**Brano**
#####
Senza l'Europa non si fanno missioni di pace

HERVÉ LADSOUS *

Con una sola mano non si può fare un nodo, recita un vecchio adagio. Nessuna massima è più calzante per quanto riguarda le missioni di pace dell’Onu. Un’operazione di peacekeeping di successo richiede che molte mani si uniscano in questo sforzo cruciale: la mano legiferante del Consiglio di Sicurezza, le mani generose di Paesi che forniscono volontariamente le truppe, la polizia e le risorse, e la mano accogliente del Paese ospitante.
#####
**Materiale fornito**
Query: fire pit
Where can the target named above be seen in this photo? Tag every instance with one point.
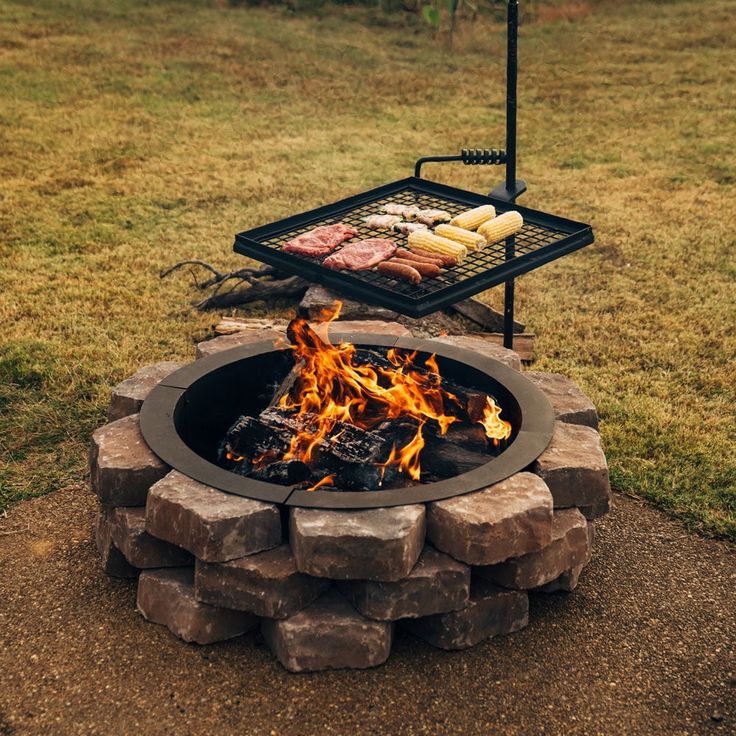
#####
**La consegna**
Trascrivi dal brano, senza alcuna modifica, il passo che comincia con le parole "HERVÉ LADSOUS *" e si chiude dopo le parole "del Paese ospitante.".

**Risposta scritta**
HERVÉ LADSOUS *

Con una sola mano non si può fare un nodo, recita un vecchio adagio. Nessuna massima è più calzante per quanto riguarda le missioni di pace dell’Onu. Un’operazione di peacekeeping di successo richiede che molte mani si uniscano in questo sforzo cruciale: la mano legiferante del Consiglio di Sicurezza, le mani generose di Paesi che forniscono volontariamente le truppe, la polizia e le risorse, e la mano accogliente del Paese ospitante.